OBJECTIVE:
Can you turn the listing into a two-column CSV with the headers "prompt" and "response" and one row per request? Put each request's full text and its answer in one quoted field apiece, with line breaks changed to spaces.

Dataset records:
┄┄┄┄┄┄
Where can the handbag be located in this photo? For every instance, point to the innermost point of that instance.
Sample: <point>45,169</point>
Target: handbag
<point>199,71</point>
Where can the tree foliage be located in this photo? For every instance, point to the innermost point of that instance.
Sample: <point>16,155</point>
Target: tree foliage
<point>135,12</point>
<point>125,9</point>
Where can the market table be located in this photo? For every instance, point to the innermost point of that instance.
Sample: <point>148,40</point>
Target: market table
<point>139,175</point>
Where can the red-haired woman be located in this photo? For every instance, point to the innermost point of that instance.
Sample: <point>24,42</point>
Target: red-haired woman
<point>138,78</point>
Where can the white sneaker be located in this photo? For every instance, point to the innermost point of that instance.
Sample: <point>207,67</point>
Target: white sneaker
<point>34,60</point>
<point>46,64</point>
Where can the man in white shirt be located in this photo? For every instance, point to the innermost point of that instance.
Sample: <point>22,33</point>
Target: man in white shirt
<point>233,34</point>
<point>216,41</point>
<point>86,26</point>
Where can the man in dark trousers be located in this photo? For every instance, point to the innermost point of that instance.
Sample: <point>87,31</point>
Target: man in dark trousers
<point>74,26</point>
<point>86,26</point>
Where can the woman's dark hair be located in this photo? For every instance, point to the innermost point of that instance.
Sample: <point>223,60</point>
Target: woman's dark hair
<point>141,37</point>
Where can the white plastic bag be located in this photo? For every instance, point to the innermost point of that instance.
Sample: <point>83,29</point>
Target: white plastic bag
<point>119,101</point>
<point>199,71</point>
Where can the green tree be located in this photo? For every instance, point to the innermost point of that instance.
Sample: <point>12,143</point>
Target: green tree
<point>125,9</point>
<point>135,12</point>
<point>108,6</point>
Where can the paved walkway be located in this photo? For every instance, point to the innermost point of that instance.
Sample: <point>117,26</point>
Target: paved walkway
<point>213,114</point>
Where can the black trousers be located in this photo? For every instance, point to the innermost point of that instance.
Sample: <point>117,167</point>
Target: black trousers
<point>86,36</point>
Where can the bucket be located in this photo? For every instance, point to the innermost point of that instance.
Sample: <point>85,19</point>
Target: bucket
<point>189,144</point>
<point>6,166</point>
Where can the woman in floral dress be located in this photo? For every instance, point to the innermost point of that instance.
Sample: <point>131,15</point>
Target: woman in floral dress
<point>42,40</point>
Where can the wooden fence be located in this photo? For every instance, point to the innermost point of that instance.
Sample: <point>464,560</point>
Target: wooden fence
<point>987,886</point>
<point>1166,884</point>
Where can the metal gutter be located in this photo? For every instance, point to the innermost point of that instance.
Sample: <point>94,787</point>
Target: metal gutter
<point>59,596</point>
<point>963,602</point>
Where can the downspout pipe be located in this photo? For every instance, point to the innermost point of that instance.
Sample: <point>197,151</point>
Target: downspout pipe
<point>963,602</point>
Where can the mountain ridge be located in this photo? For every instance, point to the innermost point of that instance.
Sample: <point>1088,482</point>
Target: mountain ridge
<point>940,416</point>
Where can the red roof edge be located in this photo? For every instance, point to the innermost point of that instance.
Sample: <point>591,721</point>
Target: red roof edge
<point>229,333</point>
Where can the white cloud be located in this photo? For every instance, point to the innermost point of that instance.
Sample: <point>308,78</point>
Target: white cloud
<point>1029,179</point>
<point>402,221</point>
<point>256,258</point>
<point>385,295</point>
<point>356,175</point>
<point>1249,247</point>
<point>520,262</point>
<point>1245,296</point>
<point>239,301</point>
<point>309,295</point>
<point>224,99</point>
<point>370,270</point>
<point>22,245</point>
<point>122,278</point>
┄┄┄┄┄┄
OUTPUT BELOW:
prompt,response
"Where can the handbag be located in this photo? For every instance, point to the innermost point of that instance. Sample: <point>45,169</point> Target: handbag","<point>199,71</point>"
"Where can the tree foliage be located in this photo? For every instance, point to the innermost point of that instance. Sample: <point>16,155</point> Target: tree foliage","<point>135,12</point> <point>125,9</point>"
"Where can the market table be located in this photo? For every instance, point to the innermost point of that instance. Sample: <point>148,40</point> Target: market table","<point>139,175</point>"
"Where can the red-haired woman be located in this photo? For every instance, point to the innermost point of that instance. Sample: <point>24,42</point> Target: red-haired woman","<point>138,78</point>"
"Where can the white sneaker be located in this photo? For every instance, point to the innermost point of that instance. Sample: <point>207,67</point> Target: white sneaker","<point>34,60</point> <point>46,64</point>"
"Where can the man in white shirt be located in this photo? For every instance, point to the innermost point of that instance. Sample: <point>22,33</point> Target: man in white shirt","<point>233,34</point> <point>216,41</point> <point>86,26</point>"
"Where can the man in dark trousers be located in this photo? For every instance, point to the innermost point of that instance. Sample: <point>87,31</point> Target: man in dark trousers","<point>74,26</point> <point>86,26</point>"
"Where can the woman's dark hair be located in this photo? For every instance, point to the innermost point of that instance. Sample: <point>223,60</point> Target: woman's dark hair","<point>141,37</point>"
"Where can the white plastic bag be located in this photo? For every instance, point to the innermost point of that instance. Sample: <point>83,29</point> Target: white plastic bag","<point>119,101</point> <point>199,71</point>"
"Where can the green tree be located in this photo? For every instance, point to the innermost point of that instance. Sample: <point>12,143</point> Target: green tree","<point>125,9</point> <point>135,12</point> <point>108,6</point>"
"Where can the paved walkway be located in this photo? For every instance, point to the innermost point of that instance. Sample: <point>117,26</point> Target: paved walkway","<point>213,114</point>"
"Where can the black trousers be located in this photo? For every instance, point to the innermost point of that instance. Sample: <point>117,167</point> Target: black trousers","<point>86,36</point>"
"Where can the bucket be located in this photo? For every instance, point to the innermost point of that instance. Sample: <point>85,19</point> Target: bucket","<point>189,144</point> <point>6,166</point>"
"Where can the woman in floral dress be located in this photo? For every instance, point to the innermost point of that instance. Sample: <point>131,15</point> Target: woman in floral dress","<point>42,40</point>"
"Where can the wooden fence be located in this photo? For every instance, point to the innermost point of that instance. Sample: <point>464,560</point> Target: wooden fence","<point>987,886</point> <point>1166,884</point>"
"Where can the metal gutter be located in this photo? For every instance, point to the innermost point of that instance. Sample: <point>94,787</point> Target: metal gutter","<point>59,596</point> <point>963,602</point>"
"Where can the downspout pipe be located in this photo? For every instance, point to the innermost point of that instance. Sample: <point>197,151</point> Target: downspout pipe","<point>963,602</point>"
"Where can the mountain ridge be located in this photo? For every instance, point to the innermost point of that instance. Sample: <point>1088,482</point> Target: mountain ridge","<point>940,416</point>"
"Where can the red roof edge be located in this photo? For every instance, point to the innermost point of that instance. Sample: <point>591,721</point> Target: red roof edge","<point>229,333</point>"
"Where can the white cloud be located in this photo? For every instance, point to the innermost point of that instance. Sample: <point>308,78</point> Target: white cloud","<point>1029,179</point> <point>402,221</point> <point>256,258</point> <point>385,295</point> <point>356,175</point> <point>1249,247</point> <point>520,262</point> <point>1245,296</point> <point>239,301</point> <point>309,295</point> <point>224,99</point> <point>370,270</point> <point>22,245</point> <point>122,278</point>"